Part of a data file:
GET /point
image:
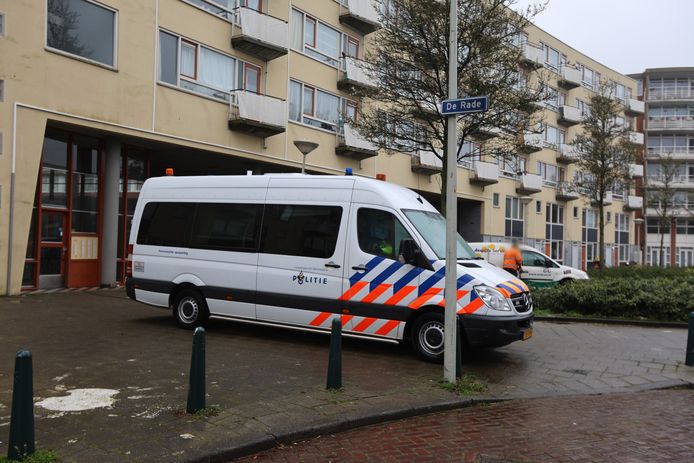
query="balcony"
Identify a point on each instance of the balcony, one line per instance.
(352, 145)
(635, 138)
(633, 203)
(352, 74)
(484, 173)
(259, 34)
(529, 184)
(567, 154)
(260, 115)
(427, 163)
(485, 132)
(567, 192)
(532, 142)
(532, 56)
(634, 107)
(671, 123)
(636, 170)
(570, 77)
(569, 115)
(359, 15)
(606, 201)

▸ Exercise
Copy the data above word for word, leaving out the picture.

▸ Full solution
GET /point
image:
query="balcony"
Identify a point on each instance of the balcony, one line per instance.
(352, 145)
(635, 138)
(633, 203)
(352, 74)
(484, 173)
(259, 34)
(529, 184)
(567, 154)
(260, 115)
(427, 163)
(485, 132)
(567, 192)
(532, 142)
(532, 56)
(634, 107)
(671, 123)
(636, 170)
(570, 77)
(569, 115)
(359, 15)
(606, 201)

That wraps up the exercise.